**Task prompt**
Set the entries down once more, exactly as they are worded.

Start of Input records

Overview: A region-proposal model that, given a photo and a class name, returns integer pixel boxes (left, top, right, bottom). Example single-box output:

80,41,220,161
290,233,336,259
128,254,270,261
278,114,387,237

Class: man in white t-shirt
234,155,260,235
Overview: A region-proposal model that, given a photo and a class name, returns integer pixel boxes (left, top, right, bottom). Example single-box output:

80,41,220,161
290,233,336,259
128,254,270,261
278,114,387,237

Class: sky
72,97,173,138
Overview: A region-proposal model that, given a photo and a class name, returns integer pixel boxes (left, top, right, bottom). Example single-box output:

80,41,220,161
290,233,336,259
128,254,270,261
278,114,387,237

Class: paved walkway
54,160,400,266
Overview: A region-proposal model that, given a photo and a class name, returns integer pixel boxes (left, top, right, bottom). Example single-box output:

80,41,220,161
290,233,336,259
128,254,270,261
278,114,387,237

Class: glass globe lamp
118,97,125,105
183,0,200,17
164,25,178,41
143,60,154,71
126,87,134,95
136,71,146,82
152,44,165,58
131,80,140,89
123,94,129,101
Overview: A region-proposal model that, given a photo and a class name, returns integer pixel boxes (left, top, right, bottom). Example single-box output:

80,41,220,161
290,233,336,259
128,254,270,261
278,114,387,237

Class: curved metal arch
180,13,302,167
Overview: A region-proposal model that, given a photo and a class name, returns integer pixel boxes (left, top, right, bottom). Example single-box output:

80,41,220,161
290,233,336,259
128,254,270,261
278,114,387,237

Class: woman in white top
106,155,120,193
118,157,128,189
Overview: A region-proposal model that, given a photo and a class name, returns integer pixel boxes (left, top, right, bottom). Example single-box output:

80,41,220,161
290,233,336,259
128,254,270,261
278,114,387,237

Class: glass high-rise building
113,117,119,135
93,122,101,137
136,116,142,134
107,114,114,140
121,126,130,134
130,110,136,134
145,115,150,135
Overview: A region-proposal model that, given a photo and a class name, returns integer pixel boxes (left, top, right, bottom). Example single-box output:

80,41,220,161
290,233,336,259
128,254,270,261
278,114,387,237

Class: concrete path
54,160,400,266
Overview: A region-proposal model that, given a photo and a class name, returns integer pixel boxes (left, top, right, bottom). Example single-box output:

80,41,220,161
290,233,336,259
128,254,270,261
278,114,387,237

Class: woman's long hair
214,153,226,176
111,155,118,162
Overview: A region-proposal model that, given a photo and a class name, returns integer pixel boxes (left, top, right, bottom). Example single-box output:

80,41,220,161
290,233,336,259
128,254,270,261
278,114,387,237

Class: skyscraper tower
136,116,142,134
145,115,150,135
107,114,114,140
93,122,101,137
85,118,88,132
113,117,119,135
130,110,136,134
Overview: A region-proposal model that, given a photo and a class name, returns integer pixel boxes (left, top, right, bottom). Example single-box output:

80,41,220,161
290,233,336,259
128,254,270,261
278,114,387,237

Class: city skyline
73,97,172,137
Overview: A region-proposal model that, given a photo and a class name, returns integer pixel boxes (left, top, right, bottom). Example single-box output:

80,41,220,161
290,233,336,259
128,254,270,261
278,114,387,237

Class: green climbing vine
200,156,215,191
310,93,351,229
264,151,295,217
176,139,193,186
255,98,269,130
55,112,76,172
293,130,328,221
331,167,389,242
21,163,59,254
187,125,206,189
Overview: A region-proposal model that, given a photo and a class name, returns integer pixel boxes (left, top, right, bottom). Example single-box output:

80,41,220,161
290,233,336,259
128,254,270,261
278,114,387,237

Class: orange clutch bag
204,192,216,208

End of Input records

**Reply**
Overview: A region-proposal model that, given a photo and a class name, returns integer pixel boxes (left, top, right, bottom). Example single-box output:

80,41,220,161
290,233,336,259
128,254,270,261
278,114,387,237

Class: man in white t-shirt
234,155,260,235
Overview: A region-proposal model that, given a photo and a class name, returns integer pixel boxes (left, top, right, bottom). Example single-box output:

80,41,220,161
290,233,336,259
128,254,270,261
278,114,387,237

Class: sky
72,97,173,138
Overview: A region-proposal model that, given a photo and a class name, returns integer pixel boxes (left, top, right, bottom). Example single-box output:

80,41,220,161
290,233,336,259
128,254,270,261
278,114,387,237

Class: paved walkway
54,160,400,266
Overview: A region-proposal model that, given a photo and a class name, returns integer pixel boxes (left, top, right, bottom). Example single-box output:

80,41,220,161
290,233,336,259
128,254,270,261
278,114,387,237

Class: glass globe lamp
118,97,125,105
183,0,200,17
164,25,178,41
143,60,154,71
126,87,134,95
136,71,146,82
152,44,165,58
131,80,140,89
123,94,129,101
Overview: A region-proposal model that, given a photo and a class name, returns integer pixel boxes (left, top, right, bottom). Example single-box output:

80,41,220,161
290,233,336,259
128,254,270,261
278,114,387,237

Class: curved metal arch
180,13,302,167
Overview: A region-proposal model that, given a photo and a class name, returns integer pixel boxes (left, top, right, bottom). Example single-box output:

80,41,220,161
290,233,336,259
128,254,270,261
278,114,387,237

Class: woman in white top
106,155,120,193
118,157,128,189
Overview: A region-proposal model that, given a photo and a class name, returns integer pixel boxes (left, top, right, bottom). Example single-box output:

80,41,220,161
290,233,336,259
128,254,270,261
278,114,387,237

Class: glass high-rise building
113,117,119,135
93,122,101,137
136,116,142,134
107,114,114,140
121,126,130,134
130,110,136,134
145,115,150,135
Overview: A region-proposal model that, given a photo and a class name, returns integer pixel boxes (left, top, right, bottom). Example single-box output:

80,41,220,161
290,233,336,259
128,254,270,261
278,114,387,237

Class: concrete path
54,160,400,266
Overview: A region-proposal model that, given a photo and a class name, returns integer pixel boxes (left, top, right, bottom). Example single-box output:

80,41,220,161
290,233,336,259
128,254,270,261
278,114,387,237

Class: woman's long hair
214,153,226,176
111,155,118,162
Overview: A region-proposal model that, given a photo and a class name, returns integer pixel boxes (left, top, right, bottom). Example single-box output:

80,41,220,161
290,233,336,259
128,254,270,261
278,114,387,237

Class: skyscraper tower
136,116,142,134
145,115,150,135
107,114,114,140
93,122,101,137
85,118,88,132
113,117,119,135
130,110,136,134
Overview: A region-proposal model that, given a photo and a class name, returns integer pixel boxes (left, top, right, bottom). Example single-box output:

80,41,220,161
290,233,336,259
128,254,270,261
278,114,387,237

Class: city skyline
73,97,172,137
Overview: A region-proposal model that, given a photo and a class name, returns integer pixel boxes (left, top, right, bottom). Example single-box output:

80,41,220,161
290,233,336,259
128,254,270,261
278,114,387,237

Class: green climbing vine
200,156,215,191
310,93,351,229
264,151,295,217
176,139,193,186
255,98,269,130
55,112,76,172
293,130,328,221
331,167,389,242
21,163,59,254
187,125,206,189
Overview: A region-proposal model that, given a photo and a class name, returns integer pixel boxes (left, top, right, bottom). Example single-box output:

80,41,220,161
290,233,336,259
128,254,270,261
278,114,387,237

Class: orange clutch bag
204,192,216,208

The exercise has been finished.